▶ Goal
Filter the material below and copy each line that contains the string "petal". Matching is case-sensitive.

▶ Material to process
________________________________________

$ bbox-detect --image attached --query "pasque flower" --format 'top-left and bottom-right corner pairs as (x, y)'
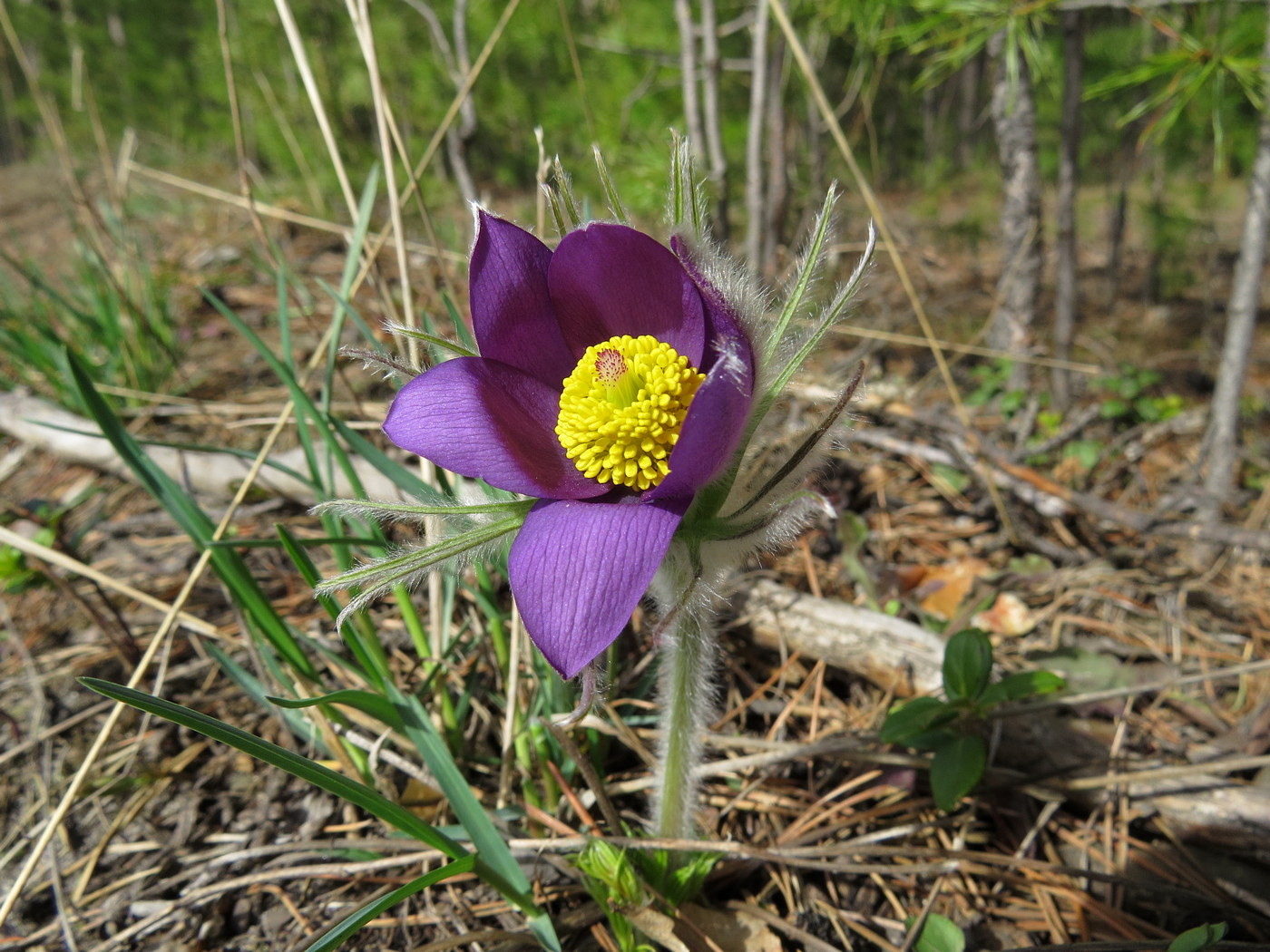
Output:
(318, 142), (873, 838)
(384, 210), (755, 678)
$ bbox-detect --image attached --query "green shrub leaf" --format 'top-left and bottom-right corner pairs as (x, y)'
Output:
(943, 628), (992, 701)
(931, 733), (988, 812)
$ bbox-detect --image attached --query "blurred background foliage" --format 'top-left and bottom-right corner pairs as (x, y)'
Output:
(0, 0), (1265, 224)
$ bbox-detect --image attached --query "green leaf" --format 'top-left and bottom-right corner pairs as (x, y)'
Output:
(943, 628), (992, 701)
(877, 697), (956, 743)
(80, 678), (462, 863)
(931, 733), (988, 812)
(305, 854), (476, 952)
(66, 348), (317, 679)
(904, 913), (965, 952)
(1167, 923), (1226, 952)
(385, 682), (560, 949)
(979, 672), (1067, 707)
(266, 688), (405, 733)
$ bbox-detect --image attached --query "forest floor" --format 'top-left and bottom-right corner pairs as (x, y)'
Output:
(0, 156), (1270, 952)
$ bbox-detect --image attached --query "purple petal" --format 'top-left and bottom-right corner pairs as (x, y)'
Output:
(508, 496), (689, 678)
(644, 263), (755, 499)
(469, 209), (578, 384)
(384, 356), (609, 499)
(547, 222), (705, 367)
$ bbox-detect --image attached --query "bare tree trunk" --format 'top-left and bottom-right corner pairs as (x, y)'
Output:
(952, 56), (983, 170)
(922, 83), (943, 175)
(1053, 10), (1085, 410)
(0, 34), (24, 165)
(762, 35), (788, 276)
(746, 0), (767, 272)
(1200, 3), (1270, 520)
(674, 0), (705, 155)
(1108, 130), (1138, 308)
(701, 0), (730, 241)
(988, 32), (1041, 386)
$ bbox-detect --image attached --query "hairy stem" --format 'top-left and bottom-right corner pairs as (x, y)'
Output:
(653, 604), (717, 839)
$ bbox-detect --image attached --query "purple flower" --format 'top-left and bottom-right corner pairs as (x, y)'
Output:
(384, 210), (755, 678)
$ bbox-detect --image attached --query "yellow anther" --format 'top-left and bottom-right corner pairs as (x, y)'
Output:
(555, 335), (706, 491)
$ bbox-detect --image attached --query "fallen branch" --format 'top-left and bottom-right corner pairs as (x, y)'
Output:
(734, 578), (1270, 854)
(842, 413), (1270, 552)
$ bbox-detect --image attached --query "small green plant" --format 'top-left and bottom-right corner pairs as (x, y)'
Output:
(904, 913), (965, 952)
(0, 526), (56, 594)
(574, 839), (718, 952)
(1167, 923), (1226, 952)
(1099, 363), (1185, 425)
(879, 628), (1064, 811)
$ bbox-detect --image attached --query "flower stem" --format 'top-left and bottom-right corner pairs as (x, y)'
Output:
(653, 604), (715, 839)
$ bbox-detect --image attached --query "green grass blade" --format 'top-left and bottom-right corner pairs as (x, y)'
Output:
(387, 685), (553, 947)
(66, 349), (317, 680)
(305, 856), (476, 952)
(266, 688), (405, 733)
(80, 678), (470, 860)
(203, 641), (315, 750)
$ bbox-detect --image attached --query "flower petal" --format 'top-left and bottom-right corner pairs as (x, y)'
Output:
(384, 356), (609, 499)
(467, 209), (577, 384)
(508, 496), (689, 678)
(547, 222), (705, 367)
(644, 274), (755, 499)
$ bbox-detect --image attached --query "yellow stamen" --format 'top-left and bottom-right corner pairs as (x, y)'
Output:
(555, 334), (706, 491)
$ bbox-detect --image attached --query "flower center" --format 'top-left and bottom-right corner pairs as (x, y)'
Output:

________________________________________

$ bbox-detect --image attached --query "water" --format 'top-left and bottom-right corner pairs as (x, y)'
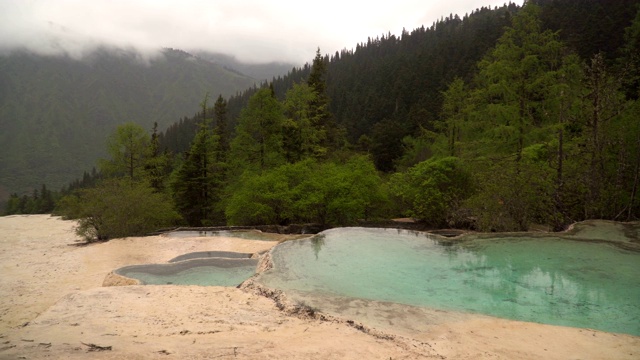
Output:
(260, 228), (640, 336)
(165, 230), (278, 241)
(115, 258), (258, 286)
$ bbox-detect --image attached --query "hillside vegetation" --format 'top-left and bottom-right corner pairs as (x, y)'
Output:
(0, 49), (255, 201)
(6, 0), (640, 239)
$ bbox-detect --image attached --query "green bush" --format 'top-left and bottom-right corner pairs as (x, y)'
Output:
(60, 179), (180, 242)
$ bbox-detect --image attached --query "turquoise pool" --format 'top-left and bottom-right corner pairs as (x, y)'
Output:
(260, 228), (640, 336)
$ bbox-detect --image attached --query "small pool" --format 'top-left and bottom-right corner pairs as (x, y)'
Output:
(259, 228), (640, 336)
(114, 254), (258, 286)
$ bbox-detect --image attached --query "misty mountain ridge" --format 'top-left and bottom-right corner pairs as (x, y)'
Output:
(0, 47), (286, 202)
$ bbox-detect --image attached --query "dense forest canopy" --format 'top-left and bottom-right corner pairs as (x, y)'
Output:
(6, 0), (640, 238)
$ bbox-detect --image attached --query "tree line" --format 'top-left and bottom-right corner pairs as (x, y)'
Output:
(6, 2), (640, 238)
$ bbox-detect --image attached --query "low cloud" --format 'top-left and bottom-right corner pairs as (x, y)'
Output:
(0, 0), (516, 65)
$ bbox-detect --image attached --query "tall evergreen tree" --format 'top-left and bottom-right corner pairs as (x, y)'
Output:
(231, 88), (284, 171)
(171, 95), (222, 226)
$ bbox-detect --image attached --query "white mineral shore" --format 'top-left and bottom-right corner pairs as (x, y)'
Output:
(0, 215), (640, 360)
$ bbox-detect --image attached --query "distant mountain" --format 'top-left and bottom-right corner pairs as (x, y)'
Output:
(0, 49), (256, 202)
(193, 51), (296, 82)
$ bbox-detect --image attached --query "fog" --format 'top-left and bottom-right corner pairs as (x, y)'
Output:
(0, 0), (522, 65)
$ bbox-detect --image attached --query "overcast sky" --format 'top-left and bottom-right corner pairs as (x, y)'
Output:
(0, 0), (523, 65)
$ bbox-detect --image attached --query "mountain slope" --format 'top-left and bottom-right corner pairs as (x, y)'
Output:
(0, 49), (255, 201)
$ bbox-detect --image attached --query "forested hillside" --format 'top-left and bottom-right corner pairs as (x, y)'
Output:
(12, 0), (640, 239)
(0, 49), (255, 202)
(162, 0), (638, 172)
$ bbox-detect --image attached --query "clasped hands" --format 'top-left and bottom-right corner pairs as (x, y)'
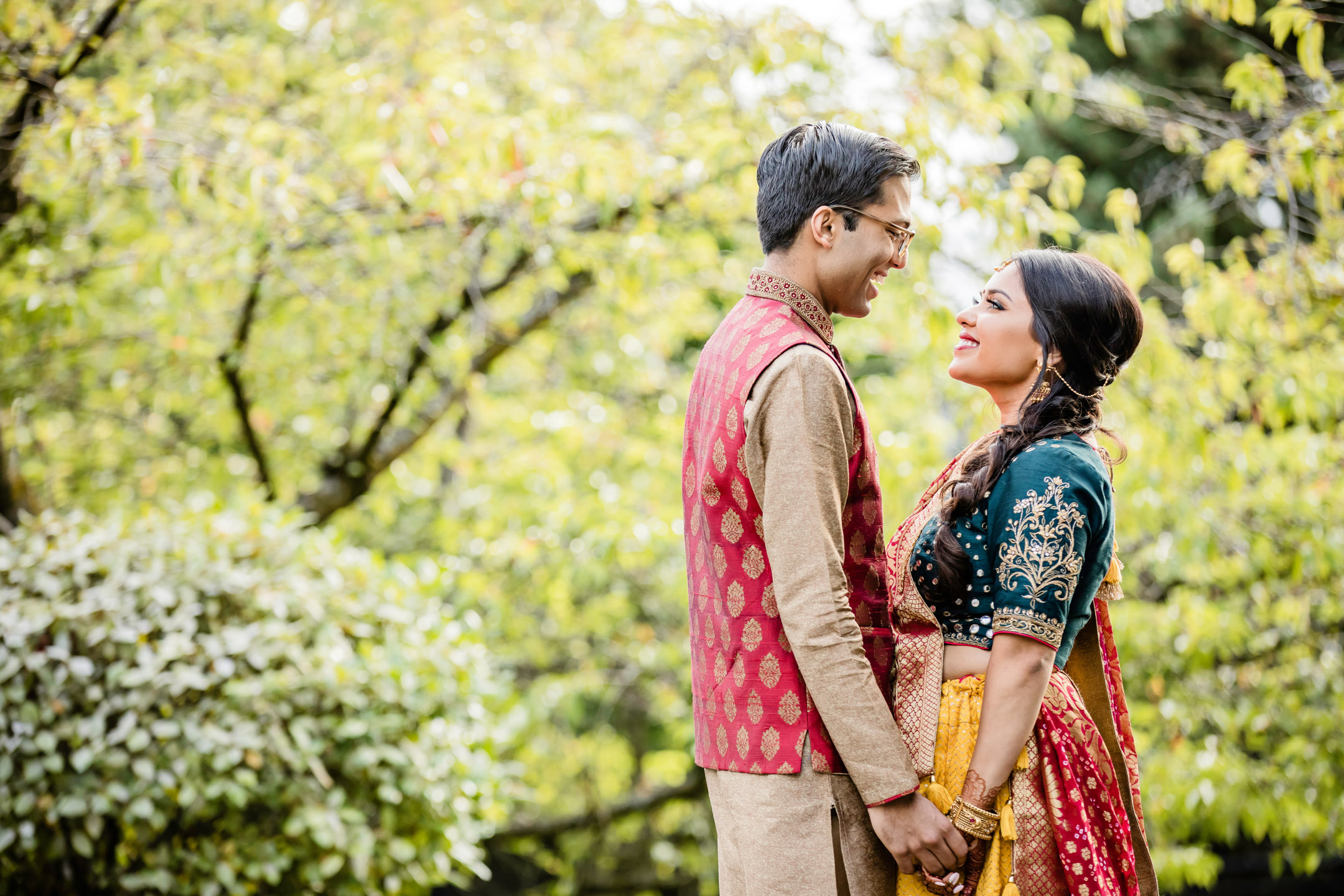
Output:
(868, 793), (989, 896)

________________________________________

▶ Task result
$ bbox-detect --image attached --query "purple petal" --format 'top-left and bottom-right corner pairs as (x, y)'
$ bbox-detect --image attached --query "flower petal" --format 'top-left and bottom-right corner pairs as (x, y)'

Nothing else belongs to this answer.